■ WHAT IS NEEDED
Transcribe each line of the material with no alterations.

■ RECORDS FOR THE EXERCISE
§ §
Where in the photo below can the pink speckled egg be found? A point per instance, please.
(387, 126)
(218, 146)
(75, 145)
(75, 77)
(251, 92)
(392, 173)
§ §
■ RESULT FOR THIS TASK
Where in the photo below can the pink speckled egg be found? A point per instance, please.
(387, 126)
(218, 146)
(75, 145)
(75, 77)
(251, 92)
(392, 173)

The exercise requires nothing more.